Data ::

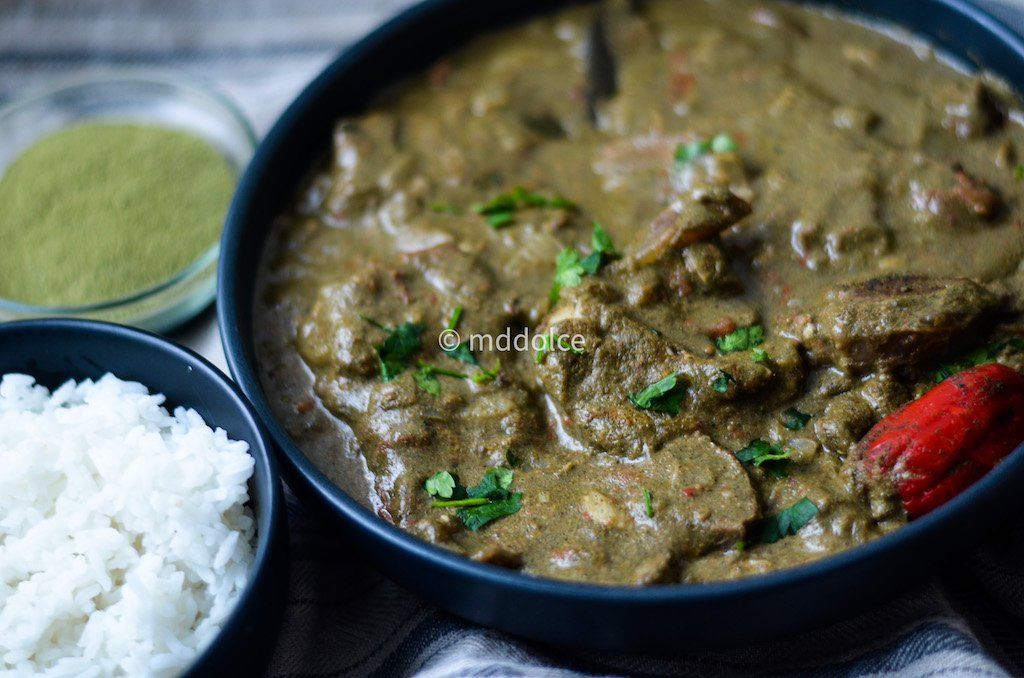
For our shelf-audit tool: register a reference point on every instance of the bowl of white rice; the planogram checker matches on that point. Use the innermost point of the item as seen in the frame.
(141, 517)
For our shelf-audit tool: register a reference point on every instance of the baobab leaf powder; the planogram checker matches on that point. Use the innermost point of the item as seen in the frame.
(100, 211)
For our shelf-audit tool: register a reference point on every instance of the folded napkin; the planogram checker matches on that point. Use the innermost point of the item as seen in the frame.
(342, 618)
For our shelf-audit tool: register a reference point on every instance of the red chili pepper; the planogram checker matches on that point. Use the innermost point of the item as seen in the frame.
(937, 446)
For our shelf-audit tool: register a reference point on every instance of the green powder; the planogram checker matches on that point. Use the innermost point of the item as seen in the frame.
(100, 211)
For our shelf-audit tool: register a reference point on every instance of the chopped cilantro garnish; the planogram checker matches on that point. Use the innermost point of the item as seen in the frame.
(794, 419)
(764, 454)
(500, 210)
(721, 385)
(462, 351)
(601, 242)
(978, 356)
(500, 219)
(724, 143)
(787, 521)
(443, 208)
(741, 339)
(494, 485)
(481, 504)
(569, 267)
(477, 516)
(568, 272)
(426, 377)
(481, 376)
(440, 484)
(465, 501)
(665, 395)
(399, 345)
(687, 153)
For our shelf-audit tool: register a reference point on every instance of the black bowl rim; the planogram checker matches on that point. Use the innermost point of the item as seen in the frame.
(914, 533)
(260, 450)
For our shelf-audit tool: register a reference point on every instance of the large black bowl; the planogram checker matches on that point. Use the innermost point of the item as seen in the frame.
(617, 618)
(55, 350)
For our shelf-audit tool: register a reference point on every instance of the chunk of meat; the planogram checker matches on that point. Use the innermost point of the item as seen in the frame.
(334, 334)
(900, 321)
(688, 221)
(363, 151)
(599, 530)
(973, 114)
(623, 355)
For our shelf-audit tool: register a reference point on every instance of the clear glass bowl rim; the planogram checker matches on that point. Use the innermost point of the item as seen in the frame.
(140, 76)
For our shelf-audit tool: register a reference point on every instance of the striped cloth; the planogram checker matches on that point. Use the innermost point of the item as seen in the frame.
(342, 618)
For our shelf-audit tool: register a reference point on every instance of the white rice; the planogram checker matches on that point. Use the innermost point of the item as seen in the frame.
(124, 536)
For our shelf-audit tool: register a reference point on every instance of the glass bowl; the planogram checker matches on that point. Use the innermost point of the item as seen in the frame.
(144, 97)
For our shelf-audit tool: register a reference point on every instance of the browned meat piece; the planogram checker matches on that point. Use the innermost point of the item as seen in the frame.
(968, 201)
(900, 321)
(688, 221)
(334, 335)
(598, 528)
(623, 355)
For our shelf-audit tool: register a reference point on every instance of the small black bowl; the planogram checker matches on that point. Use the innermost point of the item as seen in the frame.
(660, 619)
(55, 350)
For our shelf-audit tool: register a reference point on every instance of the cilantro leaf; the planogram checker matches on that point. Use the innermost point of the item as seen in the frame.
(687, 153)
(481, 504)
(724, 143)
(787, 521)
(500, 210)
(477, 516)
(462, 351)
(440, 207)
(601, 242)
(495, 484)
(440, 484)
(665, 395)
(482, 375)
(399, 345)
(764, 454)
(569, 267)
(568, 272)
(794, 419)
(741, 339)
(721, 385)
(500, 219)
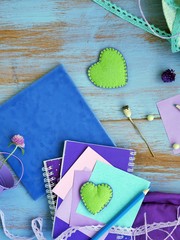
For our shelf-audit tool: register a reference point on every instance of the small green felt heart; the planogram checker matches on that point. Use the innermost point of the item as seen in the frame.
(110, 71)
(95, 197)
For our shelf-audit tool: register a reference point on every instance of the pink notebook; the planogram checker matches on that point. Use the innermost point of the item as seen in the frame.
(171, 119)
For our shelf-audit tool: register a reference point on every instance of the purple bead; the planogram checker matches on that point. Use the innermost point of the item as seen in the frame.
(168, 75)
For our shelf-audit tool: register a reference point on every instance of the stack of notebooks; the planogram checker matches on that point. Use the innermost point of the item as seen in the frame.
(47, 114)
(82, 162)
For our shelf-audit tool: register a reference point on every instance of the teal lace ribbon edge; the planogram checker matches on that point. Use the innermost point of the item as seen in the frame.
(139, 22)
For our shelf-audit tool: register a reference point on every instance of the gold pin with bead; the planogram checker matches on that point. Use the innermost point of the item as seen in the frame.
(127, 112)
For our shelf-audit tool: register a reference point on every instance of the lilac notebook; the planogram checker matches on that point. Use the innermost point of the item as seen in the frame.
(48, 112)
(118, 157)
(51, 172)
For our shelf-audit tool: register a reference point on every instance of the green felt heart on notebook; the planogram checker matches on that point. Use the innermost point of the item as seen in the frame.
(95, 197)
(110, 71)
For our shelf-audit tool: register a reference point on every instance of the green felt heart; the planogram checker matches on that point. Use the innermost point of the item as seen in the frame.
(95, 197)
(110, 71)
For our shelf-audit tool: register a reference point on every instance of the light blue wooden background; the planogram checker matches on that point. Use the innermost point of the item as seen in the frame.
(37, 35)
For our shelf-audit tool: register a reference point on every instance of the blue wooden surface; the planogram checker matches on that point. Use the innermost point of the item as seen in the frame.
(36, 35)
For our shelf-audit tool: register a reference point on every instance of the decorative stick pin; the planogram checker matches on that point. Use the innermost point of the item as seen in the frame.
(127, 112)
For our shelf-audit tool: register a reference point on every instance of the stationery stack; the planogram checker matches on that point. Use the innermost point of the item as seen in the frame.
(90, 163)
(95, 176)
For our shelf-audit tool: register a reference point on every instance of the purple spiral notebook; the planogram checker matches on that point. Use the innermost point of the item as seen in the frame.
(118, 157)
(48, 112)
(51, 172)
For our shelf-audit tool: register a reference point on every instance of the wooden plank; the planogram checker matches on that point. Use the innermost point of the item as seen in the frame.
(35, 36)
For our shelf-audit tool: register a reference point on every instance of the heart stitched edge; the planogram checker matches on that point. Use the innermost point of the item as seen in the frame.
(102, 184)
(100, 59)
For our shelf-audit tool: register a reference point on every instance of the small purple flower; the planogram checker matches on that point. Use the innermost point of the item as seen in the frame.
(18, 140)
(168, 75)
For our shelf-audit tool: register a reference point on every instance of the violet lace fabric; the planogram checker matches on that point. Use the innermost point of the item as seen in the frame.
(158, 219)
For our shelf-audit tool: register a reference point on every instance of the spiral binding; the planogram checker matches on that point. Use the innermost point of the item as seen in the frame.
(49, 184)
(131, 161)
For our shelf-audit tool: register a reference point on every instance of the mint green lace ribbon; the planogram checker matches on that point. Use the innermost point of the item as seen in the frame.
(139, 22)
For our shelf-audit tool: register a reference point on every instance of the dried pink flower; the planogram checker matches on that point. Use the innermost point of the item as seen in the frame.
(18, 140)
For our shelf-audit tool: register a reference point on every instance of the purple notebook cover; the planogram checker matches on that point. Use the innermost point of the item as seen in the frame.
(51, 173)
(118, 157)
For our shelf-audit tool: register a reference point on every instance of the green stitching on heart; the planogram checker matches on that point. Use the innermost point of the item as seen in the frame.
(110, 71)
(95, 197)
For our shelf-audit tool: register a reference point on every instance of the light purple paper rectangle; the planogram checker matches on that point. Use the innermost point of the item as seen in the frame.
(171, 119)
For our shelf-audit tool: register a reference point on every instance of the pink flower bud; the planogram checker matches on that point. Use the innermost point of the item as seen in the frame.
(18, 140)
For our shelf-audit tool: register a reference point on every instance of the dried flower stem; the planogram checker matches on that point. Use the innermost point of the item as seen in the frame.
(134, 125)
(5, 160)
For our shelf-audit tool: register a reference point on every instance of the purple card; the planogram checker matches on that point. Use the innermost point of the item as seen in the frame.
(171, 119)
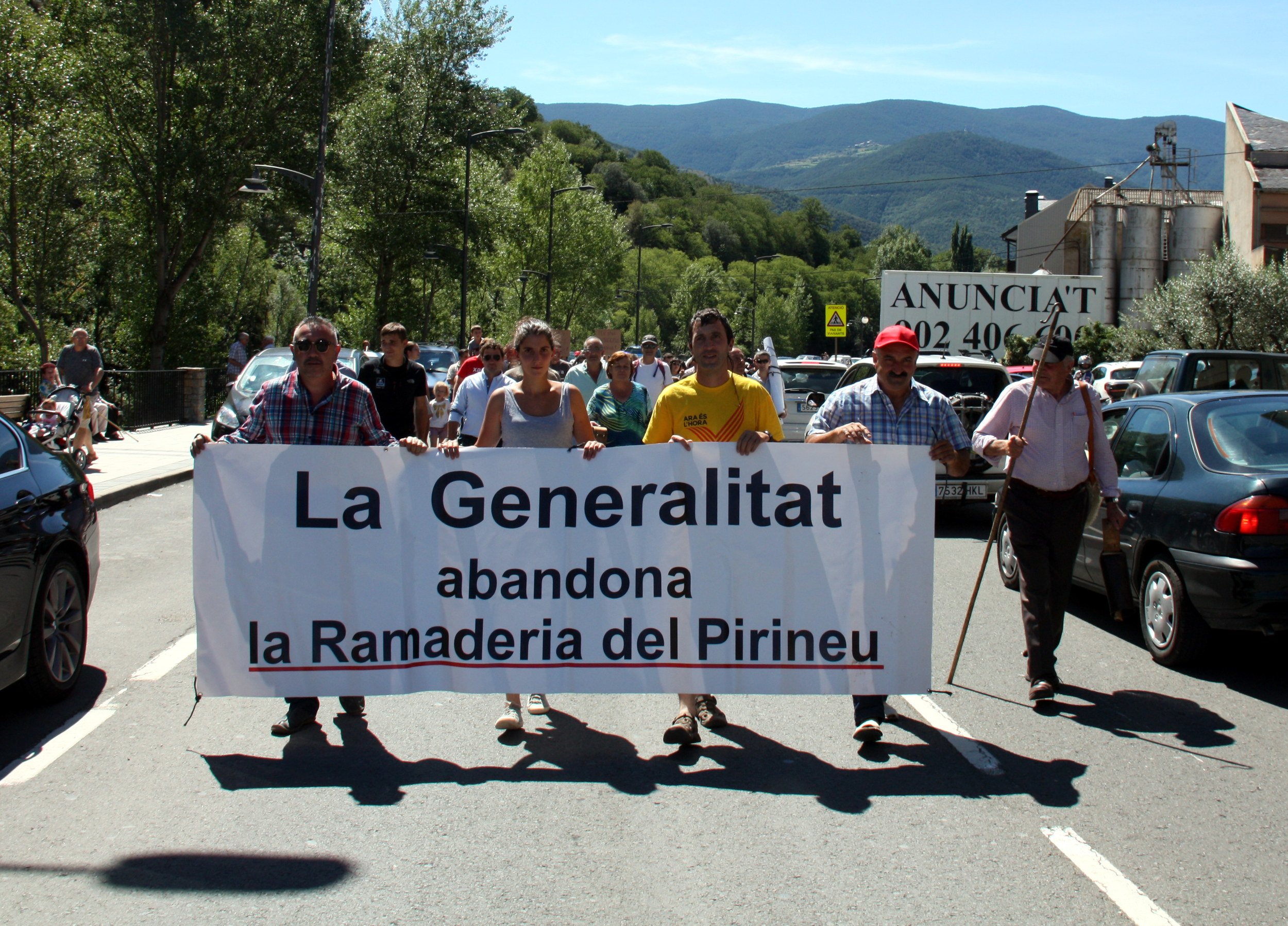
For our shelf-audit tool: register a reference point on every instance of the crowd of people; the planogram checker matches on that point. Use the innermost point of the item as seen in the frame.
(522, 395)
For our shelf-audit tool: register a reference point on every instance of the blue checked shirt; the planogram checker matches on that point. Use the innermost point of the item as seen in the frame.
(926, 416)
(284, 414)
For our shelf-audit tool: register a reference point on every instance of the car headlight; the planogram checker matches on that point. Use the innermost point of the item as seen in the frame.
(227, 418)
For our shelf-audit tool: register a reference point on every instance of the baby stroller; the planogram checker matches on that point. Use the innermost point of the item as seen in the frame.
(56, 428)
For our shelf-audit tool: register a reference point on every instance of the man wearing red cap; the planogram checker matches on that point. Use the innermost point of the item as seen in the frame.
(892, 408)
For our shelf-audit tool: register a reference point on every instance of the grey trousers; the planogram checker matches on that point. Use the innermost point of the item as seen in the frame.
(1045, 534)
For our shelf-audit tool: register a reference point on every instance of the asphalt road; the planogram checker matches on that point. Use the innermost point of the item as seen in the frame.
(420, 813)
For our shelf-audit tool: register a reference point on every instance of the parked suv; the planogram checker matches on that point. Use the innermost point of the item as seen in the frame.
(1184, 371)
(972, 385)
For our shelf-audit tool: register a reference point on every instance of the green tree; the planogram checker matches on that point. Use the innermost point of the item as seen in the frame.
(901, 249)
(589, 244)
(962, 250)
(400, 158)
(186, 96)
(1220, 303)
(44, 174)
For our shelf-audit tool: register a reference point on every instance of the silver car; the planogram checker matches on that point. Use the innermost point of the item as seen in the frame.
(800, 380)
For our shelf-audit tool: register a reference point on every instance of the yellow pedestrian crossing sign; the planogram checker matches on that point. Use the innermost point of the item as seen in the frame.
(835, 321)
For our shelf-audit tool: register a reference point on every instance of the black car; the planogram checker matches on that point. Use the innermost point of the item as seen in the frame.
(1204, 478)
(48, 566)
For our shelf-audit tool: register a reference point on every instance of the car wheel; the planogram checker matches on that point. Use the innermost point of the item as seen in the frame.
(57, 651)
(1174, 631)
(1008, 566)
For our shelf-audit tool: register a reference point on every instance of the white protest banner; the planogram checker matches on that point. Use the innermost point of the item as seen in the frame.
(798, 570)
(978, 312)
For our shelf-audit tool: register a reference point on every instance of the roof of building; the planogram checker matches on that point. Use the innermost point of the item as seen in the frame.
(1268, 146)
(1125, 196)
(1263, 132)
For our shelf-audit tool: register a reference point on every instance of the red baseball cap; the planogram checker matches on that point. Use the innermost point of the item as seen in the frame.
(897, 334)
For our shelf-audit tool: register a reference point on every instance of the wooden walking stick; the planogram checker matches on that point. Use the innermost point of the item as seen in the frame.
(1024, 421)
(1001, 500)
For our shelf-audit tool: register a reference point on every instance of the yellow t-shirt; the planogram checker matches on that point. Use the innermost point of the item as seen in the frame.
(696, 413)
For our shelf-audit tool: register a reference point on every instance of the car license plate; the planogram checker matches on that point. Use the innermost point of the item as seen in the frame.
(959, 490)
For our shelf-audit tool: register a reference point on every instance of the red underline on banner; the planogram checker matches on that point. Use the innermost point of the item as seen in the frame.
(554, 665)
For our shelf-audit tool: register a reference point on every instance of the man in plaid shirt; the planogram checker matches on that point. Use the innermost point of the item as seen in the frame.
(313, 405)
(892, 408)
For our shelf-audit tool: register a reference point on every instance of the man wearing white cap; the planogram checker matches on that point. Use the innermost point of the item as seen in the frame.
(1046, 505)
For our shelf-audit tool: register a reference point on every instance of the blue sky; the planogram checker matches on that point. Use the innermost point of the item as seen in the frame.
(1113, 60)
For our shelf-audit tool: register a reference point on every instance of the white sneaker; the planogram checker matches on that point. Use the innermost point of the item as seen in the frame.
(512, 719)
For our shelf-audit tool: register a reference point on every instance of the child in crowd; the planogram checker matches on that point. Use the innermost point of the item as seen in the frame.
(49, 379)
(438, 410)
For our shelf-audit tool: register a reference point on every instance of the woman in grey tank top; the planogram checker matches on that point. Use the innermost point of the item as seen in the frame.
(534, 413)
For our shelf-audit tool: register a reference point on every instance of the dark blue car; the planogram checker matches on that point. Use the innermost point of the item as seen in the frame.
(1205, 485)
(48, 566)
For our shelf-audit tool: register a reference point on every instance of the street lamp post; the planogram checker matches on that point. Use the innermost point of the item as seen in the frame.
(315, 183)
(550, 237)
(470, 138)
(755, 293)
(639, 263)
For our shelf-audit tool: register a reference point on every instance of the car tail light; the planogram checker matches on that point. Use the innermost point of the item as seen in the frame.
(1259, 515)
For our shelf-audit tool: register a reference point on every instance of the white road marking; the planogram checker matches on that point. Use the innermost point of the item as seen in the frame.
(960, 740)
(1120, 889)
(53, 746)
(166, 660)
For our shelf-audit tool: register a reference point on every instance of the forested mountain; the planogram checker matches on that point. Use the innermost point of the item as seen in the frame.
(732, 137)
(867, 153)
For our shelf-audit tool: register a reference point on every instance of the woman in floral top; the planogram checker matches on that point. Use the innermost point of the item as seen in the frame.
(620, 406)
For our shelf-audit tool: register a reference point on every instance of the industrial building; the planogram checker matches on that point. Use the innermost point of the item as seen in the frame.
(1256, 184)
(1135, 238)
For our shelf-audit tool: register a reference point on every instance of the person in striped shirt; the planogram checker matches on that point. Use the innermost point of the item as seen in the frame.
(890, 408)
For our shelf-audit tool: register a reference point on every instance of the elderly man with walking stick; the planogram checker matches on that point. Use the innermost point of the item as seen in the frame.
(1046, 504)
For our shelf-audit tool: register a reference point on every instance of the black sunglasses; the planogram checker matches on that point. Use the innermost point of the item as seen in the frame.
(323, 344)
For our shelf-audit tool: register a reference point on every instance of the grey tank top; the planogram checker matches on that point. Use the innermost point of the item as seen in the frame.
(529, 431)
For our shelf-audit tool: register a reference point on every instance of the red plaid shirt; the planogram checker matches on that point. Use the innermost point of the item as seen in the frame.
(282, 414)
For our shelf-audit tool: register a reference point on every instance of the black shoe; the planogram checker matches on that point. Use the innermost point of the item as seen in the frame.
(682, 732)
(1041, 690)
(293, 722)
(869, 732)
(709, 715)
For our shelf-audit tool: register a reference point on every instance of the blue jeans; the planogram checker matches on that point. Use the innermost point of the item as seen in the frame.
(869, 708)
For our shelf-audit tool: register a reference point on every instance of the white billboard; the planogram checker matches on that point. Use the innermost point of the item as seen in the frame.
(977, 312)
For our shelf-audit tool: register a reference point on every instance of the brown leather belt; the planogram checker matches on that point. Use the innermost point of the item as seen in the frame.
(1049, 494)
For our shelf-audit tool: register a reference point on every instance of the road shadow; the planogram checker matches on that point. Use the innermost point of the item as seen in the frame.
(571, 751)
(1131, 713)
(24, 726)
(1246, 662)
(208, 872)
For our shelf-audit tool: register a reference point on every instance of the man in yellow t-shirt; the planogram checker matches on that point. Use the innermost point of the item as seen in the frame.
(713, 405)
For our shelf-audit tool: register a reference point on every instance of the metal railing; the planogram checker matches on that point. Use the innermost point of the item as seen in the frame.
(146, 398)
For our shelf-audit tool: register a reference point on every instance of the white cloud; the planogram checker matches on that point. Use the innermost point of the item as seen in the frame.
(746, 55)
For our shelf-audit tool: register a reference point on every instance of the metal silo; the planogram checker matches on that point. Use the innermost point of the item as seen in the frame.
(1142, 266)
(1196, 232)
(1104, 255)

Objective ::
Only the lines from the one containing "the brown leather" to the end of the data should be printed, exactly as they stand.

Complete output ::
For our shelf-audit tool: register a reference point on every instance of the brown leather belt; the planogram checker matches on that point. Use the innermost point of the item as seen in the frame.
(1049, 494)
For our shelf-audit tool: register a reference point on every instance of the road shadow; the planogram checker matches on that point. Use the innermost point of the item as seen in the frame.
(571, 751)
(1131, 713)
(24, 726)
(1246, 662)
(208, 872)
For our shelf-audit tool: register a reference point on every instance of the man in yellow t-shirt; the planogram checker matches on that point. Use the innermost point of the item as seen in the frame.
(713, 405)
For our shelf-audit tool: register a reference point on every instance of the metal railing; the planogram checker matches on that point. Use the innermost point of the item as seen in the frame.
(146, 398)
For our shelf-audit tool: register a reference point on every instance of the white cloud; the planogram checker matches on that point. Use the innermost point of the item as seen in the frame.
(746, 55)
For our shelf-audit tool: register a reference point on every instance of the metal silo; the planogram checker matches on that point. Use the innermost point of the item as seen in the frame.
(1142, 266)
(1196, 232)
(1104, 255)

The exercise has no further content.